Start of EXCERPTED RECORDS

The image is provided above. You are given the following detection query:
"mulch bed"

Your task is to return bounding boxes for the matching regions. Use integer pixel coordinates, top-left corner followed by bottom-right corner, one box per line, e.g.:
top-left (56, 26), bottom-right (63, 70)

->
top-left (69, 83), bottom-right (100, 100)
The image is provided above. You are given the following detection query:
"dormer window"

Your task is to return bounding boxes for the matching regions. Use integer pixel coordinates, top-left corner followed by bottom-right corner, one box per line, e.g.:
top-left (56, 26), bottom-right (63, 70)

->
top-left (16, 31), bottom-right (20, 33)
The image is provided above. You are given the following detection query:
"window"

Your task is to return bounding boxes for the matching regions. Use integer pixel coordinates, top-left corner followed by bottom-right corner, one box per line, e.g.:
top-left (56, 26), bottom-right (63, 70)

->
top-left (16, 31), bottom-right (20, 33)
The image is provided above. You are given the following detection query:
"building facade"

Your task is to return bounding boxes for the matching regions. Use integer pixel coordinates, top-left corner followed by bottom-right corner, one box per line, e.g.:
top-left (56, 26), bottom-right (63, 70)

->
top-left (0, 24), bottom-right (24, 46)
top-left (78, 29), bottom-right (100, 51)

End of EXCERPTED RECORDS

• **WRITTEN REQUEST**:
Reproduce the entries above with "detection query" renamed to "search phrase" wherever it occurs, leaving everything else unchanged.

• **FINAL ANSWER**:
The image is provided above. You are given the following search phrase:
"mulch bed"

Your task is to return bounding boxes for the matching regions. Use integer pixel coordinates, top-left corner followed by bottom-right corner, one box per line, e.g.:
top-left (56, 26), bottom-right (63, 70)

->
top-left (69, 83), bottom-right (100, 100)
The image is provided above. You are given the following search phrase:
"dormer window"

Your task is to return bounding boxes for the matching regions. Use integer pixel coordinates, top-left corner followed by bottom-right corner, one box per line, e.g.:
top-left (56, 26), bottom-right (63, 70)

->
top-left (16, 31), bottom-right (20, 33)
The image is provided above. You are given the following search phrase:
"window"

Your task is to return bounding boxes for the matching regions. Use integer pixel coordinates, top-left corner followed by bottom-right corner, one box per line, e.g.:
top-left (56, 26), bottom-right (63, 70)

->
top-left (16, 31), bottom-right (20, 33)
The image is provided above. You are given the following search phrase:
"building facade"

Your task is to return bounding boxes for the matching regions. Use integer pixel coordinates, top-left corner followed by bottom-right corner, one box per line, e.g.:
top-left (56, 26), bottom-right (63, 70)

->
top-left (0, 24), bottom-right (24, 46)
top-left (78, 29), bottom-right (100, 51)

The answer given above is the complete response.